Copy out the listing from its start through the line containing "[(153, 281)]", requests included, and shift every coordinate in the answers by adding 31 to it.
begin PROVIDED ENTRIES
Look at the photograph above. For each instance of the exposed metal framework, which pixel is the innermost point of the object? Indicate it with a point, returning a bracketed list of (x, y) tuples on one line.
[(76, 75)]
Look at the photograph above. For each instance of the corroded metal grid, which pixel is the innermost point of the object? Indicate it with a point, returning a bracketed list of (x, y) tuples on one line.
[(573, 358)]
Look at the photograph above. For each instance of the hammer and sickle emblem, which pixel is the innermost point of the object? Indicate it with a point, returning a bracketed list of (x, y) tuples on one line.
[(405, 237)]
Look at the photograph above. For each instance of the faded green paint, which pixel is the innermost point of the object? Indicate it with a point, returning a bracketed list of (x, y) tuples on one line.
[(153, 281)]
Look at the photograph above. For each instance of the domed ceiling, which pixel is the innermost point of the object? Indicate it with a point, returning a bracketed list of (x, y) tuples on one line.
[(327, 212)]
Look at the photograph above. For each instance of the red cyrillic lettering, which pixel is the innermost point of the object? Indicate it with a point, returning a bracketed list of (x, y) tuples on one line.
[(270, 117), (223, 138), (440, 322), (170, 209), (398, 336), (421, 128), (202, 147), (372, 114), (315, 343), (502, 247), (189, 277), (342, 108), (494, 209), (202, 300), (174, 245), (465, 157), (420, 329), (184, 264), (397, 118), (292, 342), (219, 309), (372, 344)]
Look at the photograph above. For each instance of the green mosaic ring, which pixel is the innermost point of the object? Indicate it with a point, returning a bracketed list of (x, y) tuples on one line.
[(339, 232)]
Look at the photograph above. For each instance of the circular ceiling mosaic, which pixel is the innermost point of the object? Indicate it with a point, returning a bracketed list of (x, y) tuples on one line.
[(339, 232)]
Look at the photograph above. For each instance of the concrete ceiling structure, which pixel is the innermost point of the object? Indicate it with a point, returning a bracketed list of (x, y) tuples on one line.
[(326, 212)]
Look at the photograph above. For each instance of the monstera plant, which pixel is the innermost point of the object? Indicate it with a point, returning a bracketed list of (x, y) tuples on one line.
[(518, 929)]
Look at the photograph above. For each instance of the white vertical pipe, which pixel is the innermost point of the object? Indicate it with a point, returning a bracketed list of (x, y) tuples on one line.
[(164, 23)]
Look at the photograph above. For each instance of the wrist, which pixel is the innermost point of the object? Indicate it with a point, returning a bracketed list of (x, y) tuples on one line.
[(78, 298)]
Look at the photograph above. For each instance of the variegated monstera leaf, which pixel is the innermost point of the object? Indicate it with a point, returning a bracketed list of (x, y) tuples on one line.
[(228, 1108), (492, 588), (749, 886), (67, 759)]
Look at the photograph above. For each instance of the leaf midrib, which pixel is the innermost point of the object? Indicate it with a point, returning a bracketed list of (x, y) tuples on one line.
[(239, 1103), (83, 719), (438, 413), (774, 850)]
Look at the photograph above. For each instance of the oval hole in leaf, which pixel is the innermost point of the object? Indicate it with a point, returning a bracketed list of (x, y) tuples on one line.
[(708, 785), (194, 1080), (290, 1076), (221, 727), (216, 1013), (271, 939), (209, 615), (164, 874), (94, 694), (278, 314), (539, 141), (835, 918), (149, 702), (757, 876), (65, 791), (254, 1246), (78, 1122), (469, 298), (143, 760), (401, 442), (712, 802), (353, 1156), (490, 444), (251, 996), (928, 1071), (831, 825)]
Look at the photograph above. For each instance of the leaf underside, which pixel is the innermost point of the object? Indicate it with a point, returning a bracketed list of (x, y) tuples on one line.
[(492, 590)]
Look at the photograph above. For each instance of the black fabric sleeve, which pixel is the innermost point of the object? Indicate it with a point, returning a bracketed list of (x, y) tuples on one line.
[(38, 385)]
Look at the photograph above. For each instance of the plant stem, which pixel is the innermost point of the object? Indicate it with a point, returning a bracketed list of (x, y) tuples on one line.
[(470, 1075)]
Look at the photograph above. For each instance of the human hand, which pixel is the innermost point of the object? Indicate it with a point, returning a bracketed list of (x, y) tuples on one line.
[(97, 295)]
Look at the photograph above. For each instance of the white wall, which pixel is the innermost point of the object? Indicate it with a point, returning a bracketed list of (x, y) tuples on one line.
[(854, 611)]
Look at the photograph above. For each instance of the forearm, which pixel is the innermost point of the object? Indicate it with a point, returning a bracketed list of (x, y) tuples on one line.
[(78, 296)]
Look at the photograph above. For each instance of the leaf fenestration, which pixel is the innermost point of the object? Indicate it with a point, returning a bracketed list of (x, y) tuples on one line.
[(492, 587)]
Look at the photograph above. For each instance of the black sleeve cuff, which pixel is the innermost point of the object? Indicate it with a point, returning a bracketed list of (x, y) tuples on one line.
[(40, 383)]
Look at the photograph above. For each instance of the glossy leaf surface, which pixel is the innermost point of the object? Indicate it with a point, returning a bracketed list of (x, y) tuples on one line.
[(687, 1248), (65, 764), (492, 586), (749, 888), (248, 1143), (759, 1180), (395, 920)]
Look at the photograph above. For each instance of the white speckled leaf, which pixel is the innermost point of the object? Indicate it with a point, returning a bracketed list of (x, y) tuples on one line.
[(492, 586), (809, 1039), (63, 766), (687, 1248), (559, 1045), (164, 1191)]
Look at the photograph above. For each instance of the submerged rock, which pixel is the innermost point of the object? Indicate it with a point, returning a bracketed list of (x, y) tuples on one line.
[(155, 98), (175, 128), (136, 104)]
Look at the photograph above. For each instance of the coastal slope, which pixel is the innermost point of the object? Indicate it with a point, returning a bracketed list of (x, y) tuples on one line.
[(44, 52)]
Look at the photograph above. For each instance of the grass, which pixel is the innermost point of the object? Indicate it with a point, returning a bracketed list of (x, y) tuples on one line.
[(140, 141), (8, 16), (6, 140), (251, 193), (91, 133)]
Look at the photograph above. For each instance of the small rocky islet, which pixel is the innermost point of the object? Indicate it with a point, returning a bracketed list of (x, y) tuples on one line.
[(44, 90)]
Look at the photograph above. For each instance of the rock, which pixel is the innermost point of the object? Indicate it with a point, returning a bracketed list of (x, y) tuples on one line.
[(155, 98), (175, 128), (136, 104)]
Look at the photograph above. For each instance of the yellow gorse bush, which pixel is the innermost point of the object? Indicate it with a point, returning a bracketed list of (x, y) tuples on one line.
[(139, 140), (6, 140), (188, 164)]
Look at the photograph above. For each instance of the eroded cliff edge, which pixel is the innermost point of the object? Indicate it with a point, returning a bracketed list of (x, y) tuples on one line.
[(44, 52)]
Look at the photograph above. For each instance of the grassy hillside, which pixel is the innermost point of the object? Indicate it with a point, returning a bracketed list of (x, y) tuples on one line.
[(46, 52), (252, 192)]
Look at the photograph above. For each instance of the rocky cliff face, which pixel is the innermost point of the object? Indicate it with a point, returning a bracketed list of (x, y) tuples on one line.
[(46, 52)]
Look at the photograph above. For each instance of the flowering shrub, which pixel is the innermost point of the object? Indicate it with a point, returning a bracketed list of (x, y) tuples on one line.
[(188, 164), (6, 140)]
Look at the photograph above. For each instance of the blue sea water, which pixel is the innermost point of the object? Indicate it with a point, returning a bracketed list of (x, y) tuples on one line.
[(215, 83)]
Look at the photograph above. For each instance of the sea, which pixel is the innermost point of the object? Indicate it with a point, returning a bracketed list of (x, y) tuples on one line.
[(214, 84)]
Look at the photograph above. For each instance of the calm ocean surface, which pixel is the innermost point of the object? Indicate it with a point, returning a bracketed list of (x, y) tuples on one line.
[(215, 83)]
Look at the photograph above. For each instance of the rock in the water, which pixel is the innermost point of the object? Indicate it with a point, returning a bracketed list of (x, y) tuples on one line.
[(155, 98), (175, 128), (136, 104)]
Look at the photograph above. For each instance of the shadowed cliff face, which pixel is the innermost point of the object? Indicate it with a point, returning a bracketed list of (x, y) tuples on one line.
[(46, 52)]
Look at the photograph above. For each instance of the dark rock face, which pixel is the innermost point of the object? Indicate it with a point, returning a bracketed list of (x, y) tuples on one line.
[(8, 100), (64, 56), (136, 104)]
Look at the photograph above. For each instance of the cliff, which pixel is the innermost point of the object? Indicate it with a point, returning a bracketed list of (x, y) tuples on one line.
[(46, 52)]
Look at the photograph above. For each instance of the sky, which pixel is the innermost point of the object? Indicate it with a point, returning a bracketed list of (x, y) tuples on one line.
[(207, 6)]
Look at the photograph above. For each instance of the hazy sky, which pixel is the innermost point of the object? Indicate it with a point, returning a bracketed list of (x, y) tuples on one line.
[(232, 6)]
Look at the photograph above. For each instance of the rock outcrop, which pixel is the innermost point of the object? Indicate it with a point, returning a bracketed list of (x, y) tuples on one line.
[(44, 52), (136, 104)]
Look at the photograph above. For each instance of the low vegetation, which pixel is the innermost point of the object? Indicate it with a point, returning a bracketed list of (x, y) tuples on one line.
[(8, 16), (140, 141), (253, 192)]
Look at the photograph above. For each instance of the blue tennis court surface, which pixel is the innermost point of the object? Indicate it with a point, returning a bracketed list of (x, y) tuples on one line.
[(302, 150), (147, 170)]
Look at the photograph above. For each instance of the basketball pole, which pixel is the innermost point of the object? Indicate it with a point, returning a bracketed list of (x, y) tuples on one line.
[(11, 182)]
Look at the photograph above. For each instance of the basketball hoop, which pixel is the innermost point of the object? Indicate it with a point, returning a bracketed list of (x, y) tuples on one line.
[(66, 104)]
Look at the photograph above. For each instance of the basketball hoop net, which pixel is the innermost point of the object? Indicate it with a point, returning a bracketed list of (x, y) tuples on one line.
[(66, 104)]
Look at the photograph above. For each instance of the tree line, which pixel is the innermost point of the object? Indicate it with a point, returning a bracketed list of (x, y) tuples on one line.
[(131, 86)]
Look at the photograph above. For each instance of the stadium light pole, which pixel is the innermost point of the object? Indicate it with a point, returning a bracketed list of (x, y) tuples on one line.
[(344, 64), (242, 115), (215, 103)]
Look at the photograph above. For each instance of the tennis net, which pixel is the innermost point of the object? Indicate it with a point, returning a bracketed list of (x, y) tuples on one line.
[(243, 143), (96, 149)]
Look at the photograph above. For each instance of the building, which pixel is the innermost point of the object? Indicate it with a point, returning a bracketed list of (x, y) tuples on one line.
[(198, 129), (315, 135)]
end PROVIDED ENTRIES
• [OUTPUT OF THE EXERCISE]:
Look at the photograph above. For each instance of the exposed metal framework, which pixel is the innermost point of the object? Indicate it with a point, returning a bracketed list of (x, y) tuples on one line.
[(107, 106)]
Look at the photograph above. For each instance of the corroded metal grid, which pixel is the innermost point of the object? Indicate it with a point, returning a bracketed list of (x, y) tuples on one line.
[(604, 389)]
Look at the photograph above. For each instance of the hammer and sickle emblem, which pixel is the innermost point of the object? Indicate it with a point, returning a bracketed list of (x, y) tuples on one line.
[(436, 268)]
Look at the photograph above. For each instance of the faded green paint, which pixel is the innermost point of the object? Indicate it with a point, returning a bracketed list of (x, y) tuples on one line.
[(184, 312)]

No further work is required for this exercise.